What you should do> Give the listing again in full, exactly as written.

Records provided>
*****

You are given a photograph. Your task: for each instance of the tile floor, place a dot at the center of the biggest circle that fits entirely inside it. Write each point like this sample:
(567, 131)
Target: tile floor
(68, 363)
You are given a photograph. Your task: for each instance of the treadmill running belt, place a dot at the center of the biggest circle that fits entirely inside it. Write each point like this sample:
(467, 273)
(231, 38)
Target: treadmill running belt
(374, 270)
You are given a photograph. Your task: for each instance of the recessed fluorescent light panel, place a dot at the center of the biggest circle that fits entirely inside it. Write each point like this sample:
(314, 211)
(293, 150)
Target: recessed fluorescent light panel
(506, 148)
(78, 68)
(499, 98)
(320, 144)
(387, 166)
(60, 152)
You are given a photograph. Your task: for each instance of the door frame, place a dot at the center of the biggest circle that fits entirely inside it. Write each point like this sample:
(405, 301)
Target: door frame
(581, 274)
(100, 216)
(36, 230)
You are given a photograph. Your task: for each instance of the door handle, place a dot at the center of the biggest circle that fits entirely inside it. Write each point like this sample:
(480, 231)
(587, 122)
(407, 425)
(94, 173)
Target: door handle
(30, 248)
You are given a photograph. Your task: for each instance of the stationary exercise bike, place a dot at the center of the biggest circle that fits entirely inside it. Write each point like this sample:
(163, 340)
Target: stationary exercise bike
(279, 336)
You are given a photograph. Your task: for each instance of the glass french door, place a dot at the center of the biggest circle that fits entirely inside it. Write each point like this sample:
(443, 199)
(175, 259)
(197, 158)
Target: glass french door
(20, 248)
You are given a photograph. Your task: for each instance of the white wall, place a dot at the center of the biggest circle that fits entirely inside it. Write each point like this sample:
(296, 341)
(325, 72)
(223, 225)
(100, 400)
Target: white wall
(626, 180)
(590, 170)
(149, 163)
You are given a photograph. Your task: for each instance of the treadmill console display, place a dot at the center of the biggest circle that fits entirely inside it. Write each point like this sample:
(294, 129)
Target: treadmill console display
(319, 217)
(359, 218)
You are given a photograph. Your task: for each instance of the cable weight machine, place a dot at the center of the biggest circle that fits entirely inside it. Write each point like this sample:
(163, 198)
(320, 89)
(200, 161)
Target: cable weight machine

*****

Solution>
You are given a photograph. Your task: for each instance of the tile floor, place a dot at the center of the biggest circle that fits entirely inside it. Write each point like this sample:
(567, 131)
Target: tile floor
(68, 363)
You are given a photograph. Your task: for each instance of the treadmill running belt, place a dot at the center of the biggest circle that fits entirely inside it. Write each point like this sample:
(467, 273)
(231, 38)
Target: treadmill running belt
(374, 270)
You are given a photograph. Your task: for each instance of the recessed fluorescent light panel, place a dot at the center of the biggest circle that fits entirely inside it. Write each point like this sample:
(314, 211)
(293, 150)
Target: recessed fluorescent light panel
(506, 148)
(78, 68)
(499, 98)
(320, 144)
(387, 166)
(60, 152)
You are given a photograph. Your task: for each instance of the door frame, place a dot at the center of the biggest circle that fits entirely inside it. Write each point like this sample:
(405, 301)
Target: door frame
(581, 274)
(100, 216)
(36, 230)
You are given a photograph. Your task: for each instance of the door handle, place a dot at the center of the biggest circle that fits entirely inside it. Write each point like this sample:
(480, 231)
(587, 122)
(407, 425)
(94, 173)
Target: door handle
(30, 248)
You are given a photograph. Your task: for each instance of the stationary exercise bike, place a dot at the center of the biggest circle that fits entirely inside it. Write each point like this sample:
(163, 340)
Target: stationary exercise bike
(279, 336)
You are given a photograph. Your task: for each instance of the glass french door, place a dot at the center of the biggest circle that fits entirely inside it. Write each point like this sample:
(443, 199)
(175, 259)
(197, 158)
Target: glass french door
(20, 248)
You are given a photograph. Your task: for each instance of the white wall, place a dot at the center of the biggest circle that fits entirely inside it. Write each point like this sample:
(296, 341)
(325, 72)
(223, 225)
(100, 400)
Target: white wall
(626, 180)
(590, 170)
(149, 163)
You are given a photograph. Your task: for each instance of the treadmill console display, place a dot at the center of the biggest circle that fits entirely inside it. Write each point like this sample:
(294, 129)
Target: treadmill console display
(319, 217)
(359, 218)
You are given a photograph. Your task: for each instance of the cable weight machine, place a dot at the center of the biggest circle that fits entirely inside it. Write each point like this sample:
(163, 198)
(320, 89)
(200, 161)
Target: cable weight machine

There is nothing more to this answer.